-- Source material follows --

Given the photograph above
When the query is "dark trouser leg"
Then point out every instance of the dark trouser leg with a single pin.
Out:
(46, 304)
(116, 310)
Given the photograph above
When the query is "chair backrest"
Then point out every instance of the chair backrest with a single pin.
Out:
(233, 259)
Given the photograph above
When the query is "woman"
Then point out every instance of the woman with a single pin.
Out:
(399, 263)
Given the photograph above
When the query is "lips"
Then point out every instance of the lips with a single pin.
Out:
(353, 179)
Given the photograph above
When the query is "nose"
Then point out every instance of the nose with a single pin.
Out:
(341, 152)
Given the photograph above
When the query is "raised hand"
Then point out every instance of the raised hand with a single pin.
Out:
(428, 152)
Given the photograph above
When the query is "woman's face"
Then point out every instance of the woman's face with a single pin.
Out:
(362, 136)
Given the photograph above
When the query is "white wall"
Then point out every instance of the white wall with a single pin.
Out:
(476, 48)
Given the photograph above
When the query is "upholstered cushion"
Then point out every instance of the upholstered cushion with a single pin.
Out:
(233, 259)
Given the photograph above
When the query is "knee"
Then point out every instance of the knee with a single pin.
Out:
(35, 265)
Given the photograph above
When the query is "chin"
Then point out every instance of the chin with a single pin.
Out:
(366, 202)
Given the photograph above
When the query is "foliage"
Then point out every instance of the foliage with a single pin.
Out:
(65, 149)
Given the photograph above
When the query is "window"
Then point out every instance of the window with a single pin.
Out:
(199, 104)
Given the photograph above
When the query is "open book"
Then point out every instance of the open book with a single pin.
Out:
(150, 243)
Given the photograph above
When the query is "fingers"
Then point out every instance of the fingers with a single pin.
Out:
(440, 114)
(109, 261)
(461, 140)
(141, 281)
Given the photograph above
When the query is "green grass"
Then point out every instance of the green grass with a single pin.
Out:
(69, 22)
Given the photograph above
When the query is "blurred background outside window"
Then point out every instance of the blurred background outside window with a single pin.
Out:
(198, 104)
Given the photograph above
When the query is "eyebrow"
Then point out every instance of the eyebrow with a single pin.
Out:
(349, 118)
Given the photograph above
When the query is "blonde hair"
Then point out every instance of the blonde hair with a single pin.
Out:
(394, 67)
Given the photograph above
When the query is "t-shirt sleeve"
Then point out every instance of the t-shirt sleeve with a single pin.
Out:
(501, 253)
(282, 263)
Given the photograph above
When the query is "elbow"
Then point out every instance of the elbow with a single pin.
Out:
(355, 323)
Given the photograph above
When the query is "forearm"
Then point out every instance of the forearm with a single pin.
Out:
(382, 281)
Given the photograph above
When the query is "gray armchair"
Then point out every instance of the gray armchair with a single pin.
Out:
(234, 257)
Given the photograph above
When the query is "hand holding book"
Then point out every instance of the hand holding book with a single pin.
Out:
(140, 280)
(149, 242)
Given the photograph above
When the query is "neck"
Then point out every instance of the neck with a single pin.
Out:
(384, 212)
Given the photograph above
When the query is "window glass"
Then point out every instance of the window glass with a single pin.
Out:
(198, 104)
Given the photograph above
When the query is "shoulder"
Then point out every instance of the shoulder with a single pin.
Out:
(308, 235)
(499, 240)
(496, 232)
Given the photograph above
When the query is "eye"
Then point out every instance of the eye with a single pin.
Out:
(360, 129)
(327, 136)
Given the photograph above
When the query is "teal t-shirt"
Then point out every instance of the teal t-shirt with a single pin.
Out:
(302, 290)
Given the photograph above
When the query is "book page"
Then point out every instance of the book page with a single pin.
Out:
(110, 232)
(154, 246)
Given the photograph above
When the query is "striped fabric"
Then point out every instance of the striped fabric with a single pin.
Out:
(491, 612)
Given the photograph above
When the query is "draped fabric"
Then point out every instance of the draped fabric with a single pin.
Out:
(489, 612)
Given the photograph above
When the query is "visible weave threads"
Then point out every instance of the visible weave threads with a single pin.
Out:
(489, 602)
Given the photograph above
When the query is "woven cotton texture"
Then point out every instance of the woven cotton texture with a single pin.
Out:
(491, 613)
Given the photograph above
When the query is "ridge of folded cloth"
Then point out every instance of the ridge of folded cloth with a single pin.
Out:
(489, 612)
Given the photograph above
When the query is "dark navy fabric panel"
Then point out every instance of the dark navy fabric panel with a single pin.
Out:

-- Source material concluded --

Problem = Your task is to repeat every entry above exactly.

Result =
Given the photograph above
When the query is "dark trouser leg"
Then point out every instance of the dark trouser leg with a single pin.
Out:
(46, 304)
(116, 310)
Given the photograph above
When the query is "chair backrest"
Then point out every instance of the chair backrest with a single pin.
Out:
(233, 259)
Given the photograph above
When the query is "woman"
Then point out every instance of the woman with a single pin.
Out:
(399, 263)
Given the photograph above
When the query is "lips"
Then point out every instance of the lips with a single pin.
Out:
(353, 179)
Given the photograph above
When the query is "nose"
Then point out every instance of the nose with a single pin.
Out:
(341, 152)
Given the photograph above
When the query is "raised hand"
Then point out every instance of the raised hand with a single pin.
Out:
(428, 152)
Given the photograph above
When the query is "woman's face"
Then point out every instance of the woman's face with a single pin.
Out:
(362, 136)
Given the photograph above
When the query is "white wall"
Then point out every instance of the white wall with a single pin.
Out:
(476, 48)
Given the photograph above
When the query is "upholstered cushion"
Then point out every instance of the upholstered cushion with a single pin.
Out:
(233, 259)
Given the photograph above
When the query is "knee"
Then point out every instance of the knee with a single pin.
Out:
(35, 265)
Given the photograph above
When the query is "chin"
Then point out every instance of the chin with a single pin.
Out:
(366, 202)
Given the photograph above
When the query is "foliage"
Then point out every instance of the foliage with a single pin.
Out:
(65, 149)
Given the photograph above
When the query is "window"
Then point out every instance of the window with a single pin.
Out:
(199, 104)
Given the photograph above
When the query is "open book"
Then point out every instance of the open book with a single pin.
Out:
(150, 243)
Given the photograph above
When the query is "fingers"
Then point out every instance of the fingers with a single pin.
Out:
(440, 114)
(109, 261)
(461, 140)
(141, 281)
Given the photograph above
When the query is "green grass"
Then point out every instance of the green grass with a single pin.
Out:
(69, 22)
Given the photograph above
When the query is "blurred background outside window"
Then point out every instance of the blurred background outside window with a single pin.
Out:
(198, 104)
Given the photograph above
When the query is "eyebrow"
Then point out every instance of the eyebrow with a single pin.
Out:
(349, 118)
Given the photograph above
When the query is "blonde hair"
Then point out every instance of the blonde hair with a single pin.
Out:
(394, 67)
Given the photograph above
When the query is "t-shirt sleeve"
Then point out every instance of the t-shirt sleeve with a single pin.
Out:
(501, 253)
(282, 263)
Given the photograph above
When the query is "elbow"
Then point out every instance of the elbow with a single pin.
Out:
(355, 323)
Given the photograph above
When the query is "forearm"
Then point out every instance of the forearm with a single pin.
Out:
(382, 281)
Given the photograph above
When the query is "gray armchair"
Then point out every instance of the gray armchair with a single pin.
Out:
(234, 257)
Given the photograph above
When the query is "hand holding book"
Then point out every instance of the hand holding book with a single pin.
Out:
(140, 280)
(149, 242)
Given the photograph above
When the query is "neck"
Then point out every instance of the neck with a single pin.
Out:
(384, 212)
Given the photograph above
When the query is "window glass"
Then point out every instance of the window glass with a single pin.
Out:
(198, 104)
Given the photograph above
When the query is "shoulder"
Then point out every instance of the shoulder with a single pin.
Out:
(308, 235)
(499, 240)
(496, 232)
Given the photograph above
When the query is "eye"
Then point out every instance of the eye with a single pin.
Out:
(360, 129)
(327, 136)
Given the photograph above
When the query is "teal t-shirt"
Then point out every instance of the teal t-shirt with a single pin.
Out:
(302, 290)
Given the photograph above
When the query is "book page"
Then point out every instance of the book page with a single pin.
Out:
(110, 232)
(154, 246)
Given the photograph above
When the query is "striped fabric"
Then point out every instance of the striped fabric with a single pin.
Out:
(491, 612)
Given the photograph above
When the query is "draped fabric"
Then point out every instance of the draped fabric with a single pin.
Out:
(489, 612)
Given the photograph above
When the query is "visible weave threads"
Then point out every instance of the visible weave threads with a single pin.
Out:
(489, 602)
Given the photograph above
When the query is "woven cotton texture"
Then point out every instance of the woven cotton texture with a single pin.
Out:
(491, 613)
Given the photograph above
When the query is "ridge of folded cloth"
Then point out every instance of the ridge of folded cloth with a single pin.
Out:
(489, 612)
Given the photograph above
When the query is "dark navy fabric panel"
Then point out every instance of the dark navy fabric panel with a single pin.
Out:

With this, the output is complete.